**Parti dell'esercizio**
**a)** Ricopia dalla lettera sui medici di famiglia tutto ciò che va da "Mi pare ironico" giù fino a "pazienti solo saltuariamente?".
**b)** Stabilisci se le affermazioni (i), (ii) e (iii) concordano con la lettera sui medici di famiglia. Per ciascuna rispondi sì o no e cita le parole decisive della lettera.
(i) L'autore lavora come medico di famiglia in una medicina integrata.
(ii) Secondo la lettera, il paziente si confiderebbe anche con un professionista visto per la prima volta.
(iii) I pazienti dell'autore, quando vengono visitati da altri colleghi per urgenza, smettono di rivolgersi al proprio medico.
**c)** Prosegui la lettera sul rapporto di fiducia tra medico di famiglia e paziente a partire dall'ultima frase riportata.

____ Estratto da leggere

Lettere al Direttore

Quei luoghi comuni sui Mmg

di Lorenzo Lazzarotto
31 maggio - Gentile Direttore,
prendo spunto dalla recente lettera del dottor Vergallo per ribadire che non è affatto un luogo comune quanto viene enunciato tra i banchi dell’università di medicina e chirurgia, nonché in quelli infermieristici: il rapporto medico-paziente è un concetto che si può capire solo facendo questa professione. Il paziente parla dei suoi problemi, ma ancor più si confida con il proprio medico in quanto rapporto fiduciario, certo non lo farebbe con un professionista visto per la prima volta o a rotazione.
 
I pazienti esprimono il loro attaccamento al proprio medico e toglierglielo non può che concretizzarsi come un torto al paziente stesso.
Pur lavorando da alcuni anni come medico di famiglia in una medicina integrata, i miei pazienti continuano a voler proseguire il rapporto di fiducia, seppur visitati da altri stimati colleghi della MGI per motivi di urgenza, cercano sempre i consigli e le rassicurazioni da parte del proprio medico curante.
 
Mi pare ironico sentir parlare di rapporto di fiducia da parte di colleghi che non prestano questa attività, come possono capirlo dato che loro vedono i pazienti solo saltuariamente?

________
____ Materiale fornito

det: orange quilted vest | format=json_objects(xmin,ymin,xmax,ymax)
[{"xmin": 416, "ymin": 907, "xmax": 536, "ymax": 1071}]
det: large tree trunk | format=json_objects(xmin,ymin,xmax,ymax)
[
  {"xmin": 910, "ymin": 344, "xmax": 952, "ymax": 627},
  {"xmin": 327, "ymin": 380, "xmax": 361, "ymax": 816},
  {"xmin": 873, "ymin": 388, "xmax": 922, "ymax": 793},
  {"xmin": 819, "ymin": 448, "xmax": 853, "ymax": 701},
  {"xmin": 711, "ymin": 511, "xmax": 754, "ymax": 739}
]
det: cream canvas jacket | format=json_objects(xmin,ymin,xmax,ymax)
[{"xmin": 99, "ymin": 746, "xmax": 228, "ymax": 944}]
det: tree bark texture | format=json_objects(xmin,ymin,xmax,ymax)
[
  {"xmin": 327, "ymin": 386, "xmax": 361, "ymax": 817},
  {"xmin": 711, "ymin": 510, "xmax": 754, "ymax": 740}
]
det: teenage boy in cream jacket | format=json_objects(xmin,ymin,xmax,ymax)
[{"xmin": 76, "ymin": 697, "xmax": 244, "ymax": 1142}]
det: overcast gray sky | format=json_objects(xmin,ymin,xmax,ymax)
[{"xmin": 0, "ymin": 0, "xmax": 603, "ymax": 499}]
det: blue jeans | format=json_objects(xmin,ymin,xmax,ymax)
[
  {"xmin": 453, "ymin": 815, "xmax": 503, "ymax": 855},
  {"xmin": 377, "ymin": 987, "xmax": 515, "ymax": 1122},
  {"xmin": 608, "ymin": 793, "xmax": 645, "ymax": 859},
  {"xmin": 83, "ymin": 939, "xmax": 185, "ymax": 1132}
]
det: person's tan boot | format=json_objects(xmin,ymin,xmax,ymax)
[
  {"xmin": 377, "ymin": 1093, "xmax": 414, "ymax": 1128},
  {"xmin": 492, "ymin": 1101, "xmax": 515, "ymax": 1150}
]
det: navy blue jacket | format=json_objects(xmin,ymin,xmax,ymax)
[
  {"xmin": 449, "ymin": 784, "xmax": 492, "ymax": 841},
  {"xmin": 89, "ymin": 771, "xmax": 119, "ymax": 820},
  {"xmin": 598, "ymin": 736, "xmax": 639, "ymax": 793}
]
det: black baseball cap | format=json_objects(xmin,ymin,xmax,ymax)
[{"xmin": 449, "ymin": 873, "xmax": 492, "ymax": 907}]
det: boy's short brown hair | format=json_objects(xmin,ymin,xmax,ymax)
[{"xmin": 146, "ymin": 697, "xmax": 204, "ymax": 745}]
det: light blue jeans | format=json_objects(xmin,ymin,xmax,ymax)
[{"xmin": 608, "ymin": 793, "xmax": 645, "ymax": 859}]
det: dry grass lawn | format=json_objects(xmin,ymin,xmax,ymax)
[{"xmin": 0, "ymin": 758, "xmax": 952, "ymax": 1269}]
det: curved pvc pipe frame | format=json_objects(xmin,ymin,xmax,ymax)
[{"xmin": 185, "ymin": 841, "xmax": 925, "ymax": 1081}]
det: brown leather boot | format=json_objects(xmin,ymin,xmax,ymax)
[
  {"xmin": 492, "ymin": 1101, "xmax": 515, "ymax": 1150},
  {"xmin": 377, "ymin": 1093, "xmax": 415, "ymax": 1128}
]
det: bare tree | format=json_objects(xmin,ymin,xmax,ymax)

________

**Risposte ai compiti**
**a)**
Mi pare ironico sentir parlare di rapporto di fiducia da parte di colleghi che non prestano questa attività, come possono capirlo dato che loro vedono i pazienti solo saltuariamente?

**b)**
(i) Sì: «Pur lavorando da alcuni anni come medico di famiglia in una medicina integrata».
(ii) No: «certo non lo farebbe con un professionista visto per la prima volta o a rotazione».
(iii) No: «cercano sempre i consigli e le rassicurazioni da parte del proprio medico curante».

**c)**
Qualcuno degli illustrissimi colleghi, mi dovrebbe poi spiegare perché il maggior numero di morti e di contagiati da COVID-19 è tra i medici di famiglia rispetto alle altre aree mediche coinvolte.
 
Per dare risposta a questa domanda retorica, non ci siamo fermati a fare i “passacarte” come più volte erroneamente stigmatizzati, ma ci siamo rimboccati le maniche e, con “scarpe di cartone”, abbiamo assistito e visitato milioni di pazienti Covid-19 mentre nelle terapie intensive d’Italia veniva ricoverati, aimè, le centinaia di pazienti con maggiore criticità.
 
In tutto ciò mentre gli ospedali chiudevano, chi ha dovuto gestire l’enormità di problematiche mediche incombenti? Sempre la medicina territoriale.
 
Viceversa, i pazienti dimessi dall'ospedale spesso non sono tutelati dal sistema sanitario, vengono dimessi senza certificati di malattia e senza assicurare una copertura farmacologica di 30 giorni (o meno nel caso in cui il farmaco dovrà essere assunto per un periodo di tempo più breve) per i farmaci di nuova prescrizione, come previsto dalla legge Bindi del 2001.
Anche in questo caso siamo noi medici di famiglia a vigilare e tutelare i nostri assistiti.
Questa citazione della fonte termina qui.